::: Exercise material
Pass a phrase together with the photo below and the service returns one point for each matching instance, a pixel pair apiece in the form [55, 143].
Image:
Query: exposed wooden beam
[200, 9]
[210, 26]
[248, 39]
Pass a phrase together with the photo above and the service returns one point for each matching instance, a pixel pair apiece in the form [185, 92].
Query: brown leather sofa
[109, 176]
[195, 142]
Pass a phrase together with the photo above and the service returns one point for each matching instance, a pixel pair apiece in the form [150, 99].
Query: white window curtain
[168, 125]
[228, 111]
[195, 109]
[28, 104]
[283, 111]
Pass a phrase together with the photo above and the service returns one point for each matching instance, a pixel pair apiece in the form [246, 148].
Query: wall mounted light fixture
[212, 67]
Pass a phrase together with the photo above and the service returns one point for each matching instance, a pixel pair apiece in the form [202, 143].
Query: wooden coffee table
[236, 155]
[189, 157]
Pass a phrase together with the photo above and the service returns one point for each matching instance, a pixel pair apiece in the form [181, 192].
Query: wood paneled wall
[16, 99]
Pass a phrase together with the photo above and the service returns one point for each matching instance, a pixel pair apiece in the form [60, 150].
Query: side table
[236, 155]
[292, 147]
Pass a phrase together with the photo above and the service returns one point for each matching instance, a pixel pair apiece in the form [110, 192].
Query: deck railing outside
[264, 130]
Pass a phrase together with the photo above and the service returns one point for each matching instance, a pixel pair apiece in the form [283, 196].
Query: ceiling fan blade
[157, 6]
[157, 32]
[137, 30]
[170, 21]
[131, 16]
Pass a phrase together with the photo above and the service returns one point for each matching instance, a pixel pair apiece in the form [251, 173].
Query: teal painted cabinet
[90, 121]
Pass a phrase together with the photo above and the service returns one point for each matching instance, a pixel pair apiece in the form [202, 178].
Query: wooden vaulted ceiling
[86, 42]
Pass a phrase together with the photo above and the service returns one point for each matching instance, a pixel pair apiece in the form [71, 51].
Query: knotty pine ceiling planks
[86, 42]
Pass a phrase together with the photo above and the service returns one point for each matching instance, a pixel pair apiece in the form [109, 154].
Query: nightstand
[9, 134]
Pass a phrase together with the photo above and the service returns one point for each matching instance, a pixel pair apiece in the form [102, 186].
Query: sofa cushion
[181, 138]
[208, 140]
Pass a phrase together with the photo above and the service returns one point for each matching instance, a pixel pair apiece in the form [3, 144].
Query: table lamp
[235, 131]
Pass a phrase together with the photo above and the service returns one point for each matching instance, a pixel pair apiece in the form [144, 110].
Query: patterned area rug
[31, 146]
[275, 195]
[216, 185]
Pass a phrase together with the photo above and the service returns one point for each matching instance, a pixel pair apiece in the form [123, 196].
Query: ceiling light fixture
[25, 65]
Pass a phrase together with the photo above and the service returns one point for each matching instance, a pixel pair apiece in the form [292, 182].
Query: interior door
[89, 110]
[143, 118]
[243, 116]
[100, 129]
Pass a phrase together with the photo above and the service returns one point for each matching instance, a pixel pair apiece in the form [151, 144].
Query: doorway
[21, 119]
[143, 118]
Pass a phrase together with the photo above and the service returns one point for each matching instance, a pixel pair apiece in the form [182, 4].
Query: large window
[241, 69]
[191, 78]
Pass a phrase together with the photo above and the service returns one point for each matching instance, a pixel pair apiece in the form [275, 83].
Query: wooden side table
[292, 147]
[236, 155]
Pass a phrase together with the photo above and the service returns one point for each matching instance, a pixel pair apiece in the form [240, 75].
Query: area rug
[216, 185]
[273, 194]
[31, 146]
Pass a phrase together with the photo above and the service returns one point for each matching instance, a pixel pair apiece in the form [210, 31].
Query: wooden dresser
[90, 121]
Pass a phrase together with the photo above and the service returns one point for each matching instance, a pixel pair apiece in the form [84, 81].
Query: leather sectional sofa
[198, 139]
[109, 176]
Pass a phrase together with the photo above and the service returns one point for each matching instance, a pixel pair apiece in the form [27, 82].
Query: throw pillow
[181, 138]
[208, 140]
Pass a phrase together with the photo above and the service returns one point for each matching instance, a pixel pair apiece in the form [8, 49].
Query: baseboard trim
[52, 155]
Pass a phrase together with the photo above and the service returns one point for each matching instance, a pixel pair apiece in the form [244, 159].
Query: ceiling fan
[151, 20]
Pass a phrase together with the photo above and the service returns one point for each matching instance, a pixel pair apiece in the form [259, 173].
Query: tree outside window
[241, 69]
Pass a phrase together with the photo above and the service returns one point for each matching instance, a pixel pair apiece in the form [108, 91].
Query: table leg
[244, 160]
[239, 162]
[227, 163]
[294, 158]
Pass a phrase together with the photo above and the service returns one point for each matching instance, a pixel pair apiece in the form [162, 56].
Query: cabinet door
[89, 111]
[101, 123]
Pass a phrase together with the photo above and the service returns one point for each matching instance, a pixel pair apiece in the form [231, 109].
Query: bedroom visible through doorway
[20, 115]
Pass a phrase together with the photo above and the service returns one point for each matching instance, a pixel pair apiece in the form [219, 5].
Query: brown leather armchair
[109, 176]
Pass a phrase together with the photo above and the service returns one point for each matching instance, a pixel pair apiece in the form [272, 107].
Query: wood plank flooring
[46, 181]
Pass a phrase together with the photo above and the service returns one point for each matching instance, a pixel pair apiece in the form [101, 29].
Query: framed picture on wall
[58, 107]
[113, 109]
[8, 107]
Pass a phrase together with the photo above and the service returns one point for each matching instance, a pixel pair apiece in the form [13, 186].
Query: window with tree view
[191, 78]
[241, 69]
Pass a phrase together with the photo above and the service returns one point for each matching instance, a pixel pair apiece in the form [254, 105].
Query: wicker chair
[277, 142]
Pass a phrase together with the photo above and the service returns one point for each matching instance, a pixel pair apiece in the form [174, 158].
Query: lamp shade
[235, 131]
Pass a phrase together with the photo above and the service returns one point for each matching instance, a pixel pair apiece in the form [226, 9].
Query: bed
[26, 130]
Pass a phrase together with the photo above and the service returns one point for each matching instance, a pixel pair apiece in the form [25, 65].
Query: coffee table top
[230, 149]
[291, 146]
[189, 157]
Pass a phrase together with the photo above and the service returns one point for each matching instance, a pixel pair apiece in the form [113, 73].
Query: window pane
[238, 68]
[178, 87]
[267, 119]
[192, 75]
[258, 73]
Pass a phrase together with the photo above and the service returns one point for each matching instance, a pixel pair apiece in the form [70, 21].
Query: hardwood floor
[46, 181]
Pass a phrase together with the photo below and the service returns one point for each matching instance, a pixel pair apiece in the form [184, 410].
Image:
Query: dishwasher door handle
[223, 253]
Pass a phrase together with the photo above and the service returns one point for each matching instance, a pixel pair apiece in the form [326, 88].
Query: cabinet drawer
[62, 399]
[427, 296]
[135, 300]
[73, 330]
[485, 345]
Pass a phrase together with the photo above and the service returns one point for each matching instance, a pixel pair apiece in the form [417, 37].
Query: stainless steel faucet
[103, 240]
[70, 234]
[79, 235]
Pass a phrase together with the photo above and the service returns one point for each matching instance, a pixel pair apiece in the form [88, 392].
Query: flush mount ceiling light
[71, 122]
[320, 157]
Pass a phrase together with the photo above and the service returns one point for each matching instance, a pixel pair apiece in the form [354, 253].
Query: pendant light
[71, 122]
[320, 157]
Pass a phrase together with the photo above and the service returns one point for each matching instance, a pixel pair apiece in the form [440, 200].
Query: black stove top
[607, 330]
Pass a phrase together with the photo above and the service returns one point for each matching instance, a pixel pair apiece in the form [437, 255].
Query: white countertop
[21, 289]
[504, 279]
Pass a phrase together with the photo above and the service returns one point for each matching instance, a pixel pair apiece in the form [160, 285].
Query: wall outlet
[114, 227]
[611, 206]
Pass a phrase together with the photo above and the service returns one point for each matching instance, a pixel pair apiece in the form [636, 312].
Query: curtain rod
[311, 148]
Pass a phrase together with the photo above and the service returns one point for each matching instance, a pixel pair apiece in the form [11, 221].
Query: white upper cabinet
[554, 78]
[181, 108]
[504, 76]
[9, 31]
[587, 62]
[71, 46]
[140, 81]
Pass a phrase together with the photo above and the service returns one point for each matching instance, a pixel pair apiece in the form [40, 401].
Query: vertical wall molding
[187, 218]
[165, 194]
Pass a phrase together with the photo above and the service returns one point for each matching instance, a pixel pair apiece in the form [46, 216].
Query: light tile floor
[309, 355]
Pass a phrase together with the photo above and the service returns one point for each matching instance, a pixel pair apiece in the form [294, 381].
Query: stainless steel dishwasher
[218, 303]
::::::
— Short task —
Starting with the line that contains "form [636, 312].", output every line through the end of the listing above, unchanged.

— Response below —
Pass a phrase together with the photo above and the service returns one point for each matching instance, a pixel pair apiece in the form [636, 312].
Query: curtain rod
[311, 148]
Pass a phrase together with the photo above and the service returns one point for each matching instance, a pixel pair apiece in the form [11, 221].
Query: white upper cabinet
[554, 78]
[181, 108]
[504, 76]
[9, 31]
[587, 62]
[71, 46]
[140, 81]
Pass a phrase together with the photo above and the service returns one point for each matching instance, a pixel pair apiece in the form [40, 401].
Query: vertical wall molding
[187, 218]
[165, 194]
Pass a phrase together with the photo above and the service returns one point for each matching instance, a pixel pair apiece in the form [46, 216].
Query: light tile floor
[309, 355]
Pass a phrase together with the photo above and the service returns one point for each matching instance, a pixel pair apiece in the form [294, 381].
Query: stainless steel dishwasher
[218, 303]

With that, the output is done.